→ What to work on
[1] In the essay about kids as people, which company did LEGO surpass this year to become the world's largest toy company?
[2] Repeat the part of the kids-as-people essay from "Kids Are People: A" to "their respective categories.".
[3] Write the next part of the essay on treating kids as people, picking up after its final sentence.

→ Page excerpt
Kids Are People: A Radical Idea

LEGO, Minecraft and Toca Boca are all top performers in their categories because they trust and respect kids.

By
Parker Barry
Categories

As a creator of children’s interactive products, I sometimes get the question “What’s up with Scandinavia?!” Those people are surprised by the fact that LEGO, Minecraft and Toca Boca, three Scandinavian brands, are all at the top of the charts in their respective categories.

LEGO this year became the world’s largest toy company, surpassing Mattel. Minecraft … well, we all know about Minecraft; I don’t need to talk to its success. And little Toca Boca, a company that released its first product less than four years ago, is now one of the largest developer of apps for kids, second only to Disney. Is it all a coincidence? I don’t think so.

Named-object pointing records:
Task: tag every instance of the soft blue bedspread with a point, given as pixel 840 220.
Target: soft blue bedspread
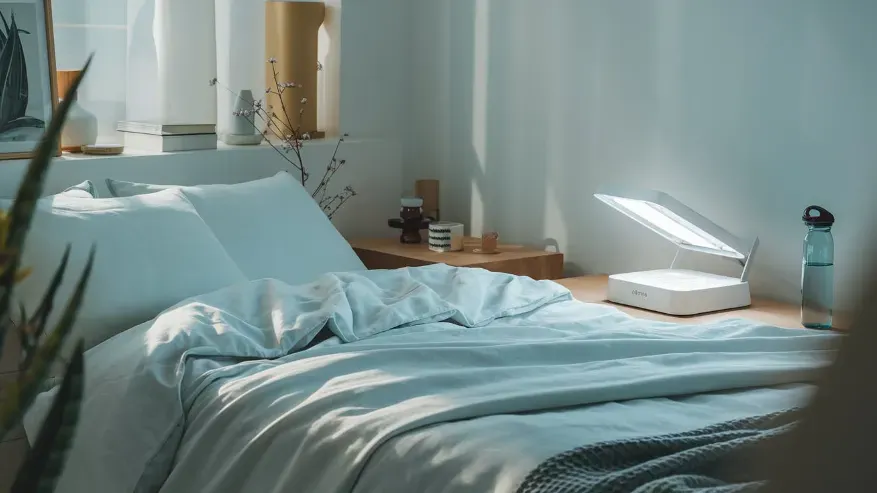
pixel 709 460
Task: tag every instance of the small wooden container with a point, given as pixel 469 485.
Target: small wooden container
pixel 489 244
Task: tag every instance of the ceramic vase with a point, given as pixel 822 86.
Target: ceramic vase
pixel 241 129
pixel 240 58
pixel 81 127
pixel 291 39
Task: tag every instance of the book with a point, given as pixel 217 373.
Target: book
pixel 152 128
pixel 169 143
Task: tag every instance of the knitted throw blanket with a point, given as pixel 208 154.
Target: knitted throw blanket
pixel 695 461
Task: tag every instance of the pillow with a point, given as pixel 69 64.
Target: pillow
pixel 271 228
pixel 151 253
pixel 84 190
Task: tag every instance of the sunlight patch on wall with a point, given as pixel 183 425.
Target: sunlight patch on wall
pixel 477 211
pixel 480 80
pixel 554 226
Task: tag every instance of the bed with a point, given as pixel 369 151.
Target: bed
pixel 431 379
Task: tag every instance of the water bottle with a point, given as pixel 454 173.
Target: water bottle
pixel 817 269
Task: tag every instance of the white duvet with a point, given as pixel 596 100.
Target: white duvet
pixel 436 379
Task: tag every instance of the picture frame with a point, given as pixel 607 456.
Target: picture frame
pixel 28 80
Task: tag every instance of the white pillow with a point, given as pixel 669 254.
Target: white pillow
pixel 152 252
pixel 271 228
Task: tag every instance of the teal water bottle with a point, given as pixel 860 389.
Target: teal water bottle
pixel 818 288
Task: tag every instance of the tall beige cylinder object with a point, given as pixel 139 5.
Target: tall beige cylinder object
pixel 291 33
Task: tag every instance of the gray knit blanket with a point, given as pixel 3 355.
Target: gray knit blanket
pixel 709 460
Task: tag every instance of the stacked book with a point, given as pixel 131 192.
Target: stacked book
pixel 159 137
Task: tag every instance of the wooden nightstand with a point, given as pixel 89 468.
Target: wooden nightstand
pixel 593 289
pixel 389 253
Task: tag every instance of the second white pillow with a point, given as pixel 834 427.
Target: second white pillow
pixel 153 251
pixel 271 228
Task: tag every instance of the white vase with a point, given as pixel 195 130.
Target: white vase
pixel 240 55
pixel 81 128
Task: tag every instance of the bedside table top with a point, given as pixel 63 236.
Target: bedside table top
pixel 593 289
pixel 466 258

--

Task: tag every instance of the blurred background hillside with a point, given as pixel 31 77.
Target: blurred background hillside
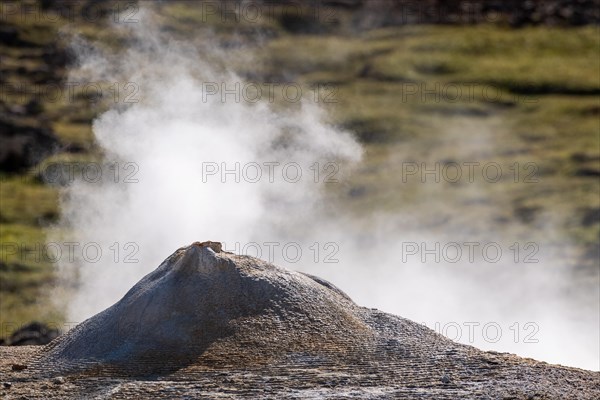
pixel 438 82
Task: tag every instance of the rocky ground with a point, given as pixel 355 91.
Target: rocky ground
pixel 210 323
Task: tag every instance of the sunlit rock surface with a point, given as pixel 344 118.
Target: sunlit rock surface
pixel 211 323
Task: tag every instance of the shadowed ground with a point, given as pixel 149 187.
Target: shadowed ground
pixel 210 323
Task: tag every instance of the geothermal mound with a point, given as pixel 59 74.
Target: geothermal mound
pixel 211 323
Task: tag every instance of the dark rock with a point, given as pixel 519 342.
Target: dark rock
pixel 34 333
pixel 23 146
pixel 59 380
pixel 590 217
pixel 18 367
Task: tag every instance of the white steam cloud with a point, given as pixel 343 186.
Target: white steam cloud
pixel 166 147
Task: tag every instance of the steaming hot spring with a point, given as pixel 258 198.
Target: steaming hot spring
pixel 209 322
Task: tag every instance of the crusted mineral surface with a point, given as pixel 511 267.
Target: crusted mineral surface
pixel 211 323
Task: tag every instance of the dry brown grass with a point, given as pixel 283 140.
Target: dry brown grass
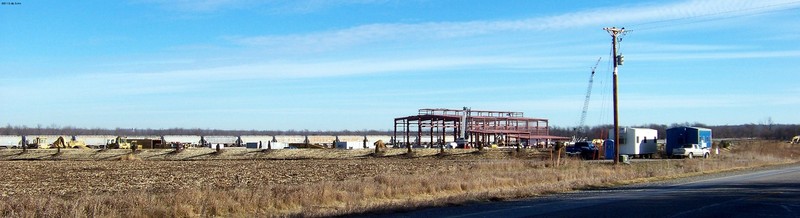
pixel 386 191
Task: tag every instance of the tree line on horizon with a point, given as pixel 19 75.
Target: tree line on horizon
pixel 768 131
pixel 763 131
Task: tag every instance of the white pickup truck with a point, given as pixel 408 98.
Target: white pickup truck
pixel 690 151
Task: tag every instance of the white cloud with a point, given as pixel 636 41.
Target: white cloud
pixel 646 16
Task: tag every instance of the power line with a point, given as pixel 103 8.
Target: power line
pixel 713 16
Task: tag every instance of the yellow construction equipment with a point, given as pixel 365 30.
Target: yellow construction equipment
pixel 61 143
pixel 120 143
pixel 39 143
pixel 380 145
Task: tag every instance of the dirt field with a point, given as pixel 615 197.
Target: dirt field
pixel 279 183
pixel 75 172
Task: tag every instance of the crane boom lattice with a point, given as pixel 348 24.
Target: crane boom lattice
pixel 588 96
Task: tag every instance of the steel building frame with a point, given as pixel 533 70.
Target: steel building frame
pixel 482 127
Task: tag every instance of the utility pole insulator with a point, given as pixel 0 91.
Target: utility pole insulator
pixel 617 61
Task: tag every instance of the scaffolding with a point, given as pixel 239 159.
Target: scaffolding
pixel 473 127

--

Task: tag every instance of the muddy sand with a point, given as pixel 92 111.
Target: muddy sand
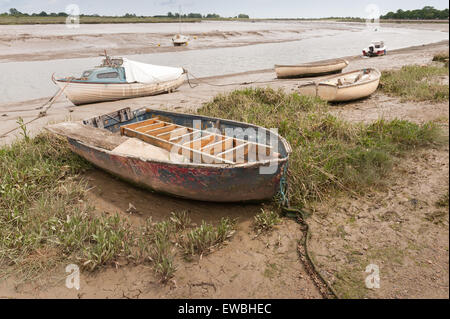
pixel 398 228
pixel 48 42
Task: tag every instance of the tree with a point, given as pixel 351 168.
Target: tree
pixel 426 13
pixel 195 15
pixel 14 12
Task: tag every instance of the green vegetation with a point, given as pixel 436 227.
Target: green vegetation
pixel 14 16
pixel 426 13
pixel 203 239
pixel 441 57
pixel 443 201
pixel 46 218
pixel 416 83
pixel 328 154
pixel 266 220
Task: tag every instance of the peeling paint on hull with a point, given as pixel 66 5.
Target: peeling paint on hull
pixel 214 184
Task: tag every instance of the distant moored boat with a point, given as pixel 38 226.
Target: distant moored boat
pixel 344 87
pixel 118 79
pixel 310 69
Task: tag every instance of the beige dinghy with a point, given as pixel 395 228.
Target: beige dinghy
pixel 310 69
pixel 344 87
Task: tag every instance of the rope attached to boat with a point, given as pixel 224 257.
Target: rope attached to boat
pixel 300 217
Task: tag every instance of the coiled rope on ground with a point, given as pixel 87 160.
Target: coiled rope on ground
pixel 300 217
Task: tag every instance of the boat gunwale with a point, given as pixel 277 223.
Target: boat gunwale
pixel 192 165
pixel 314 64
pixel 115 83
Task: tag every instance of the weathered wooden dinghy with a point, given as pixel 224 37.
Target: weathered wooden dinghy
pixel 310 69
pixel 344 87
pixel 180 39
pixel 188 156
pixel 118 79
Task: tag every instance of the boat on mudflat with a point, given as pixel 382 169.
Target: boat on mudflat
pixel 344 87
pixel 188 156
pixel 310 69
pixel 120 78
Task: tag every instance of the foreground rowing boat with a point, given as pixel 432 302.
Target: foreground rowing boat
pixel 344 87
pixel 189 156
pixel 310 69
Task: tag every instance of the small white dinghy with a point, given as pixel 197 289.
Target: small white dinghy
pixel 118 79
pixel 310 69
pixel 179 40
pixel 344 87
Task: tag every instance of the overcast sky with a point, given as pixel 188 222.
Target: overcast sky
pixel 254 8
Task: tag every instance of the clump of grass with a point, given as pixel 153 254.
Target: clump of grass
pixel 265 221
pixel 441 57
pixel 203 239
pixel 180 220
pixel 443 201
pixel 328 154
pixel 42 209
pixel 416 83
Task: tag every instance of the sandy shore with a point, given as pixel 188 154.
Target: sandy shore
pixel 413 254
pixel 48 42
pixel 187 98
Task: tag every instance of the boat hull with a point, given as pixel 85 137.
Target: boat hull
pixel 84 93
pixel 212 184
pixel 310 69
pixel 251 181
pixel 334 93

→ Responses to the exercise
[1] Mattel

[2]
Kids Are People: A Radical Idea

LEGO, Minecraft and Toca Boca are all top performers in their categories because they trust and respect kids.

By
Parker Barry
Categories

As a creator of children’s interactive products, I sometimes get the question “What’s up with Scandinavia?!” Those people are surprised by the fact that LEGO, Minecraft and Toca Boca, three Scandinavian brands, are all at the top of the charts in their respective categories.

[3]
One might attribute Scandinavia’s success in children’s interactive media and toys to the fact that we are highly technological societies, or to that we value design highly, but that would only be part of the explanation. I’d like to argue that it also has very much to do with that we are slightly less hierarchical cultures and thus have more egalitarian societies. This makes it easier for us to understand those who are inevitably at the bottom of that hierarchy, the children. In a more egalitarian society people tend to be less concerned about getting and keeping power and more sympathetic to one another’s needs.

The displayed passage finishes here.